## WHAT IS BEING ASKED
Restate word for word the entries below, starting with the line with "Target: player's black shorts" and continuing through the line with "Target: boy in black tank top". Include both of those lines and no others.

Region pointing data
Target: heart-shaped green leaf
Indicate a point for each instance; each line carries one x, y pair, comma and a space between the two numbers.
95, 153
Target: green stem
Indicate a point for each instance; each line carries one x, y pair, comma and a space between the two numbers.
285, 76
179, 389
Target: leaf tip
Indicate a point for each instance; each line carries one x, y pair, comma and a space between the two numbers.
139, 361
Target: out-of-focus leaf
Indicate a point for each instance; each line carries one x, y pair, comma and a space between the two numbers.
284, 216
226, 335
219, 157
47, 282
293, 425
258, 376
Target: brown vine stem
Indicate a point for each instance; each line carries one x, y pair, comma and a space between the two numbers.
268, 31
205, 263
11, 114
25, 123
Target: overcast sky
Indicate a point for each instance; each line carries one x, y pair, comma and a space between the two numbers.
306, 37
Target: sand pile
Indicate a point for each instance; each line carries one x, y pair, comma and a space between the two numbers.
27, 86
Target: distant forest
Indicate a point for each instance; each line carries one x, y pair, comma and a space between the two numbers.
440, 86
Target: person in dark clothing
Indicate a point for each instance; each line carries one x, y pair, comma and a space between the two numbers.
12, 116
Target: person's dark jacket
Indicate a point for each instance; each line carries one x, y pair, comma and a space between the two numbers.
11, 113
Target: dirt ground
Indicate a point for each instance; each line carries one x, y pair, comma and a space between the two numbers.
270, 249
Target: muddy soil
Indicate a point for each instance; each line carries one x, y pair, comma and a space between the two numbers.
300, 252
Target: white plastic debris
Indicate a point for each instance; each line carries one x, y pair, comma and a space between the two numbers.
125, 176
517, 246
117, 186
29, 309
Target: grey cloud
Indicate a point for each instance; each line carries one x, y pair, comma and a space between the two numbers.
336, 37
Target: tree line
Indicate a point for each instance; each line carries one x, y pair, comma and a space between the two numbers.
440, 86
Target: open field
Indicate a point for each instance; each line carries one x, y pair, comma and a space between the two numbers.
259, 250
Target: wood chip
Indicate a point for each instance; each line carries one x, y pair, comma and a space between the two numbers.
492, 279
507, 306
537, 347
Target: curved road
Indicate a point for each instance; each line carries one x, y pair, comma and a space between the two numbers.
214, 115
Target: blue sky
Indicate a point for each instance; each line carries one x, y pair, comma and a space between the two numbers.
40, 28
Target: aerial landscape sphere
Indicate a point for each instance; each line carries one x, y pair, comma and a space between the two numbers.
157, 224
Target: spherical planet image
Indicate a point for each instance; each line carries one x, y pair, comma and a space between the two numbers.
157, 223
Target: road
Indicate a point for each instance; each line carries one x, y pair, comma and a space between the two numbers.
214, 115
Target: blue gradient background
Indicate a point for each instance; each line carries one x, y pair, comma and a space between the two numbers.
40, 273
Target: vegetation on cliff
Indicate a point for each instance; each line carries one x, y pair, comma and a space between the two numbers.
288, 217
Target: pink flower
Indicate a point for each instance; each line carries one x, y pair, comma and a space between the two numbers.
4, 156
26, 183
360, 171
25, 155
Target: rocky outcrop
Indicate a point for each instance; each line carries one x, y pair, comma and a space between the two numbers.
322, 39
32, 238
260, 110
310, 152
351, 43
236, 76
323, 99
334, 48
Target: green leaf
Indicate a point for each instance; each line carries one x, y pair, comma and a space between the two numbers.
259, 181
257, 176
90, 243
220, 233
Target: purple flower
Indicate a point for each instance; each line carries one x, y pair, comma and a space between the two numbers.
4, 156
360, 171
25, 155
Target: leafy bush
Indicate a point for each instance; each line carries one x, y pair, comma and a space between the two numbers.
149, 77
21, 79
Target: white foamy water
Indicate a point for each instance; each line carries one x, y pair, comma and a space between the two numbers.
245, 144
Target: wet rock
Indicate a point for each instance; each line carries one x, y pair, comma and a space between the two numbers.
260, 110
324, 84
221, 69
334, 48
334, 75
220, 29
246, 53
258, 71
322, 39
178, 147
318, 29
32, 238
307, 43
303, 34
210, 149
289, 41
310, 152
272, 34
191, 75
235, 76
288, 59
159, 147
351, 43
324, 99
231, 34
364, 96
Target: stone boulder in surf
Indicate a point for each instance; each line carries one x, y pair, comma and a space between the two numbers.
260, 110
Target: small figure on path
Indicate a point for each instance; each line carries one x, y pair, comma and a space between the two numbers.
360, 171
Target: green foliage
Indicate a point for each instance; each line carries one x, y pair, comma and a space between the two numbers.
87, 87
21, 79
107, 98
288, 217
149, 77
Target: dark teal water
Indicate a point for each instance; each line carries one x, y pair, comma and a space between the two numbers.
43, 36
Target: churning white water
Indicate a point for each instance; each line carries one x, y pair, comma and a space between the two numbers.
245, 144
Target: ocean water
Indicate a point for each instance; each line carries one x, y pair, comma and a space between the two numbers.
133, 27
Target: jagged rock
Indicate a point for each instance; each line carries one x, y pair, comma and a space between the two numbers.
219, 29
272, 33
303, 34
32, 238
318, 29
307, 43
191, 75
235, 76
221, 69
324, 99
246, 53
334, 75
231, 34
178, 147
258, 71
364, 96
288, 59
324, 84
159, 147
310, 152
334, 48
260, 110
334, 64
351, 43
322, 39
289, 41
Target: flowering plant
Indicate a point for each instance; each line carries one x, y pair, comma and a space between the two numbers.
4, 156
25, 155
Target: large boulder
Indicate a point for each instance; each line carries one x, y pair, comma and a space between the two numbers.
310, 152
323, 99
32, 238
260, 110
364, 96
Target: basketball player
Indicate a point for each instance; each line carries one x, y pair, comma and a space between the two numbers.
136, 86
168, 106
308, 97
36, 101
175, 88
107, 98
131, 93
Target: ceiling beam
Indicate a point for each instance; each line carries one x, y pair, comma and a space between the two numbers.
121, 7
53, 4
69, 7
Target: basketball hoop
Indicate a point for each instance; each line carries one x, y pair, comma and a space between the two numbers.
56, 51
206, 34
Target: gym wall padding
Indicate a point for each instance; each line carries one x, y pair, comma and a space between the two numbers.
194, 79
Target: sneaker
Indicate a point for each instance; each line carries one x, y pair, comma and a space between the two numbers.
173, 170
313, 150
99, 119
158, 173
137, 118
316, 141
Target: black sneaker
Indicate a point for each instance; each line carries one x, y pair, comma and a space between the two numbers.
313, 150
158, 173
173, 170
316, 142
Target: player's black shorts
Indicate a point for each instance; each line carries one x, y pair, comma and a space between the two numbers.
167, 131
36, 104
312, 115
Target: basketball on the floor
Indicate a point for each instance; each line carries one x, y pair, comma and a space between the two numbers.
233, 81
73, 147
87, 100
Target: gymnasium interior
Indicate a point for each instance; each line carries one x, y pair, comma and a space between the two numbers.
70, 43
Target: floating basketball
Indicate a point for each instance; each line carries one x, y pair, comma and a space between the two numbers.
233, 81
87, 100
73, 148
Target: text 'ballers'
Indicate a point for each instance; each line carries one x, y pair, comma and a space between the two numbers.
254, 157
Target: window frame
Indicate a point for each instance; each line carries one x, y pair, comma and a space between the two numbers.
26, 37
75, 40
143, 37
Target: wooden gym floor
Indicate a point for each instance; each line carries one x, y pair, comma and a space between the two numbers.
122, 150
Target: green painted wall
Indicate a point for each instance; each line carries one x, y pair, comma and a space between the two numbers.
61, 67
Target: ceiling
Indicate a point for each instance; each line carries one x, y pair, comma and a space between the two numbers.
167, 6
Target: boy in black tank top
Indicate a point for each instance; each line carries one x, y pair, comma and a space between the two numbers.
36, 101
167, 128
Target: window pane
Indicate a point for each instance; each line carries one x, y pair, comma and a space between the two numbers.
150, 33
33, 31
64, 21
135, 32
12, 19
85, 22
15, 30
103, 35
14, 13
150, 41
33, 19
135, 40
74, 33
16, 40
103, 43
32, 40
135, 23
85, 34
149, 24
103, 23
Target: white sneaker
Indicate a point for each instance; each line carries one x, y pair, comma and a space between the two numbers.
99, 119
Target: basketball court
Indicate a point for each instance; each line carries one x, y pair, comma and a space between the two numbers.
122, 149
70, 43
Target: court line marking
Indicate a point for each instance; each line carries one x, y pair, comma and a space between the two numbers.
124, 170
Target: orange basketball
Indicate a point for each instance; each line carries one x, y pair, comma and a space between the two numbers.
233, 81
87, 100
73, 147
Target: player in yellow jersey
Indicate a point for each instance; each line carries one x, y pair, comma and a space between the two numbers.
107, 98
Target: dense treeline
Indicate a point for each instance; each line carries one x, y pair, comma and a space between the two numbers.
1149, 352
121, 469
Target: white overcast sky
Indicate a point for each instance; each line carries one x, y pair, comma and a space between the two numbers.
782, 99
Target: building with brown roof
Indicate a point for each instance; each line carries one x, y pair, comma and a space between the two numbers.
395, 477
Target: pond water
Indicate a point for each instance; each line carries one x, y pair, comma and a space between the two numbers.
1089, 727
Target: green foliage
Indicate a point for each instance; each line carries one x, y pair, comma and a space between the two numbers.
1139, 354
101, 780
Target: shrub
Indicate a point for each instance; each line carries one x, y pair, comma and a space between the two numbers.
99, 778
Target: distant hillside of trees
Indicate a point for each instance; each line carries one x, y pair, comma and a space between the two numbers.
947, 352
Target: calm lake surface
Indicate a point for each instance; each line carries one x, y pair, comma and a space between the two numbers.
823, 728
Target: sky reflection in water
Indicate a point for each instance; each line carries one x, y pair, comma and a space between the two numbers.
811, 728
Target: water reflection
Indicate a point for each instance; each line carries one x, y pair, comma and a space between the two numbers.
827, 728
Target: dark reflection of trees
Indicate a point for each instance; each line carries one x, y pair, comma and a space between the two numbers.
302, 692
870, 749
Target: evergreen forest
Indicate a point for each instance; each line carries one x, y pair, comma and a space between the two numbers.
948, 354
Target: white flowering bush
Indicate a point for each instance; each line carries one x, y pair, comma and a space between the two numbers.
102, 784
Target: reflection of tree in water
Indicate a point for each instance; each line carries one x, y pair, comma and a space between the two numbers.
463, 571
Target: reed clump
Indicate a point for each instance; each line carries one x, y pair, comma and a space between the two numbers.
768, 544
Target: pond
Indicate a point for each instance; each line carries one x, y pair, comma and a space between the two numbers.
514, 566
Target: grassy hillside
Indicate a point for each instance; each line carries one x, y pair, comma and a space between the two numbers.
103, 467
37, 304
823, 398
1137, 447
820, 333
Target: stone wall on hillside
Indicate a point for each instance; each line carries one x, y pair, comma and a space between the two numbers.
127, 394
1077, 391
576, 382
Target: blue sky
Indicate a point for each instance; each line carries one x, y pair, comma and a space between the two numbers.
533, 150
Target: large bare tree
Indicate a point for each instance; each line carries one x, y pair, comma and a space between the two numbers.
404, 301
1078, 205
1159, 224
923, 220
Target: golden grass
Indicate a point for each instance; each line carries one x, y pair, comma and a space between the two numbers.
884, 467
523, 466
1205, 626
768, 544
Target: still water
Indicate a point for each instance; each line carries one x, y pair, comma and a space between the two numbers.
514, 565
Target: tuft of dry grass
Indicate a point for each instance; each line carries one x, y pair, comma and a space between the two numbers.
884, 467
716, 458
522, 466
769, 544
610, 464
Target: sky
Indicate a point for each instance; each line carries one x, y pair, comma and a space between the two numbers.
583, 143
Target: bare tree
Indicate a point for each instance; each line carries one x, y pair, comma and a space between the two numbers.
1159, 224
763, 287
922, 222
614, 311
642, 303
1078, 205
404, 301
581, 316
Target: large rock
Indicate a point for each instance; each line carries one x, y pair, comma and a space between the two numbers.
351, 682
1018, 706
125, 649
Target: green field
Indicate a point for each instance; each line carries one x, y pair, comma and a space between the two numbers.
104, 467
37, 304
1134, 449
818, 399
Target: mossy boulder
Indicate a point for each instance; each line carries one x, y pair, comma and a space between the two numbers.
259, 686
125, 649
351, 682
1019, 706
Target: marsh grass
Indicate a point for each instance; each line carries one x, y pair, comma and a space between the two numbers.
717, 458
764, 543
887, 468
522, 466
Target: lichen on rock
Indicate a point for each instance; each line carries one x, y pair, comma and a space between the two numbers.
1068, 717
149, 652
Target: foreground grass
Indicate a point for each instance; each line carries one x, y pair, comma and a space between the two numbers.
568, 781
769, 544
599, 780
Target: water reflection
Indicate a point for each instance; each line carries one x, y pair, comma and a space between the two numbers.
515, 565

## SOLUTION TO THIS TASK
Target: player's black shorts
Indicate a point for each instance; each line carries one x, y pair, comma and a space between the two numbers.
167, 131
36, 104
312, 115
Target: basketball on the floor
Indicate a point for each instance; each line carries one x, y pair, comma and a space between the two numbers.
233, 81
73, 147
87, 100
Target: gymnasium interior
Indicate a point for each instance; each line carries one x, y pair, comma and a space between the two numbers.
70, 43
Target: floating basketball
Indicate a point for each instance; each line carries one x, y pair, comma and a space between the two numbers.
233, 81
87, 100
73, 148
Target: text 'ballers'
Indicate a point for each instance; each line carries one x, y pair, comma and a space between the two numbers.
254, 157
Target: window frame
Indicate a point for each instance; each line carries one x, y pair, comma and a space between the two numbers.
26, 37
75, 40
143, 37
Target: wooden gym floor
Indicate a point for each instance; each line carries one x, y pair, comma and a space between the two numbers.
122, 150
Target: green painted wall
Indicate a point for each instance; each line carries one x, y pair, comma and a space between the two numbers.
61, 67
Target: ceiling
Indicate a point for each instance; each line carries one x, y pair, comma and a space between the two numbers.
167, 6
Target: boy in black tank top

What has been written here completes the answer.